● Do this:
Copy the items word for word, from the line containing "point: vanity light" through the end of the items. Leave the pictures out of your copy.

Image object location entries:
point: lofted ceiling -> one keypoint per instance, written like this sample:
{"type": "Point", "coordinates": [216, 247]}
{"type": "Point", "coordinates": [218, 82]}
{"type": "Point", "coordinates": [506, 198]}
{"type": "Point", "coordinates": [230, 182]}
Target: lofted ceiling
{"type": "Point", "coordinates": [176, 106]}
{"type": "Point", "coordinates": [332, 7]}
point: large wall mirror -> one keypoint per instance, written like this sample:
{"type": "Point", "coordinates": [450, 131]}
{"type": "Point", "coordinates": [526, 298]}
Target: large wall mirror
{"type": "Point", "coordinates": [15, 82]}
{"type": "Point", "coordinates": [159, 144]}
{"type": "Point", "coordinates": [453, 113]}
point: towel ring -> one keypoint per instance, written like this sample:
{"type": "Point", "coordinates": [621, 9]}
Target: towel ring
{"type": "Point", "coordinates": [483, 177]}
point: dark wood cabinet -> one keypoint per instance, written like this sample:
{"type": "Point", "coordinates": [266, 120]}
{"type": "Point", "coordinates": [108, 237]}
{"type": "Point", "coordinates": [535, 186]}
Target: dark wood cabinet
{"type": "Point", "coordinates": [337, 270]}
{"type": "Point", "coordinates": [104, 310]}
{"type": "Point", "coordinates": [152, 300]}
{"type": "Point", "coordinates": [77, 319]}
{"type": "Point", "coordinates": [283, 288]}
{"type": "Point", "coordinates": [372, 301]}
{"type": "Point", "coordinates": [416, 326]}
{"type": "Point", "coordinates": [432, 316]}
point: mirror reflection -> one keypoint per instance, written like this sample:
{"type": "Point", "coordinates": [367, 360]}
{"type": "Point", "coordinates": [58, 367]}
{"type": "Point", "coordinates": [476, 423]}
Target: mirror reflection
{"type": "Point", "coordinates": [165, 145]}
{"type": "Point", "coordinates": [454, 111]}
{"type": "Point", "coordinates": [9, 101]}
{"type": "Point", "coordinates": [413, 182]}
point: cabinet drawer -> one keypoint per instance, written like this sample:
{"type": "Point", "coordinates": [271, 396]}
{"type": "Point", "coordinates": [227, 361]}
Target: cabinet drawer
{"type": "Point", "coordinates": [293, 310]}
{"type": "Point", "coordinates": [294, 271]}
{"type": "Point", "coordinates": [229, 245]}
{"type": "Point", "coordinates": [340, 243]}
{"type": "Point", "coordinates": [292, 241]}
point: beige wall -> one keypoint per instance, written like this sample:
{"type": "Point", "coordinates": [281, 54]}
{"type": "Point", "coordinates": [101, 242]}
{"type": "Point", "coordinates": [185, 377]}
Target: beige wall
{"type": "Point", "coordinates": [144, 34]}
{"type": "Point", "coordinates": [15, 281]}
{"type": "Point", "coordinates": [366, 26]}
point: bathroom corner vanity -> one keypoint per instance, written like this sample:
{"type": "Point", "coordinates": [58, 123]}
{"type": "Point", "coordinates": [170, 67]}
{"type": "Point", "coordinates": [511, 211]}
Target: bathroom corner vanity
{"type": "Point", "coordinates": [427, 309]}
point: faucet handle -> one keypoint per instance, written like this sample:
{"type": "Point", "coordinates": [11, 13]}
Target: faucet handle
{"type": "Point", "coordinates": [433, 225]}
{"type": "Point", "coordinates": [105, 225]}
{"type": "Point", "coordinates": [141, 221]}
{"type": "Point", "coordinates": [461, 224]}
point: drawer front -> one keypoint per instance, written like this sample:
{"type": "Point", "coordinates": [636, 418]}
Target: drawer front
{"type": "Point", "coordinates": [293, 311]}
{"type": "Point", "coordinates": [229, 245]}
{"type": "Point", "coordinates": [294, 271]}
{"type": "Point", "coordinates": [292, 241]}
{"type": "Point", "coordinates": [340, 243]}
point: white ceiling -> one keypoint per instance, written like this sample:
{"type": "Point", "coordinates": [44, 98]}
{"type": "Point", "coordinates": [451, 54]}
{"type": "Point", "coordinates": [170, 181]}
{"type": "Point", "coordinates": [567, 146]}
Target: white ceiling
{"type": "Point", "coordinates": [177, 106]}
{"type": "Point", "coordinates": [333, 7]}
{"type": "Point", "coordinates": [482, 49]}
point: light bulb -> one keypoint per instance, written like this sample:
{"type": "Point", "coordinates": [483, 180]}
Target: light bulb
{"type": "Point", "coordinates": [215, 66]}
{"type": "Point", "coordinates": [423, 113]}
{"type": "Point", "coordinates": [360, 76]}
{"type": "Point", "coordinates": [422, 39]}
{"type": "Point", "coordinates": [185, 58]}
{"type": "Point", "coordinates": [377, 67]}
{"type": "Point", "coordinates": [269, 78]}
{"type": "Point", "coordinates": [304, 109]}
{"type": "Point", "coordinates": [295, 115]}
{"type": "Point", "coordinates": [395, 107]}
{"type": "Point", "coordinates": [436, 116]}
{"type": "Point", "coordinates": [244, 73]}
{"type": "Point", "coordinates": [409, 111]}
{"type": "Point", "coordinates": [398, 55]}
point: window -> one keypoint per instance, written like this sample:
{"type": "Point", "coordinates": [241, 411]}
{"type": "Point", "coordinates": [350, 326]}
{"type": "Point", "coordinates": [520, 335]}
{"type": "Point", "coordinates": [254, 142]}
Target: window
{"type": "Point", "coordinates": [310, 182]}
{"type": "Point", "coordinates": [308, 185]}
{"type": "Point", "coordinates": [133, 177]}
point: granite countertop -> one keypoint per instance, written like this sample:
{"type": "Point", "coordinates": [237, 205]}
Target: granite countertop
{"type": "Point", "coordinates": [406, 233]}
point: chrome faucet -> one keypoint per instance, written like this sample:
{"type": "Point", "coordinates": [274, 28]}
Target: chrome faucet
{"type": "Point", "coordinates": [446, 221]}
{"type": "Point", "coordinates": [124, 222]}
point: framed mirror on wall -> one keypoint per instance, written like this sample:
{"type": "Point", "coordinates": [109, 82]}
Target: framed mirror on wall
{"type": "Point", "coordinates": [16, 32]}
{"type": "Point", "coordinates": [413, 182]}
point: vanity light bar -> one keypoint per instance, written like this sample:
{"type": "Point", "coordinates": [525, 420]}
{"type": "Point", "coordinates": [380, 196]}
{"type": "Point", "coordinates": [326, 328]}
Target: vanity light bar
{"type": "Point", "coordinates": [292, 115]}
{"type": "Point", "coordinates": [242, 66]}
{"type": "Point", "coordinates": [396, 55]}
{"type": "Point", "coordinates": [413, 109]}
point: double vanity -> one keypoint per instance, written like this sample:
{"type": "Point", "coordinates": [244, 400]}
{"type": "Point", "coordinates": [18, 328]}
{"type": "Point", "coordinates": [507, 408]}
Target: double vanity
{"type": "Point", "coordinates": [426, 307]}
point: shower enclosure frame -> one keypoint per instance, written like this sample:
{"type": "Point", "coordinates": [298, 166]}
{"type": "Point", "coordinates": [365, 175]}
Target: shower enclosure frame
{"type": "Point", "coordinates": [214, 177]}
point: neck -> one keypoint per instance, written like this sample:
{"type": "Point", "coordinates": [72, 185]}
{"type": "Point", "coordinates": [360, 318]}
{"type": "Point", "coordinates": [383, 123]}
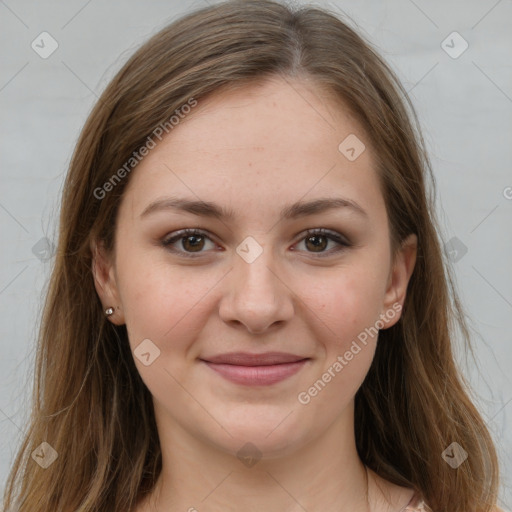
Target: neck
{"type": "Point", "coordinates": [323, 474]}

● Result for this task:
point: vanity light bar -> one keypoint per instance, written like this sample:
{"type": "Point", "coordinates": [525, 420]}
{"type": "Point", "coordinates": [380, 196]}
{"type": "Point", "coordinates": [326, 328]}
Target: vanity light bar
{"type": "Point", "coordinates": [292, 115]}
{"type": "Point", "coordinates": [242, 66]}
{"type": "Point", "coordinates": [396, 55]}
{"type": "Point", "coordinates": [413, 109]}
point: double vanity -> one keypoint per instance, written like this sample:
{"type": "Point", "coordinates": [244, 400]}
{"type": "Point", "coordinates": [18, 328]}
{"type": "Point", "coordinates": [507, 408]}
Target: double vanity
{"type": "Point", "coordinates": [426, 307]}
point: shower enclosure frame -> one keypoint per instance, written like this sample:
{"type": "Point", "coordinates": [298, 166]}
{"type": "Point", "coordinates": [365, 175]}
Target: shower enclosure frame
{"type": "Point", "coordinates": [214, 177]}
point: neck -> one keypoint per instance, written like this sample:
{"type": "Point", "coordinates": [72, 185]}
{"type": "Point", "coordinates": [360, 318]}
{"type": "Point", "coordinates": [383, 123]}
Target: neck
{"type": "Point", "coordinates": [323, 474]}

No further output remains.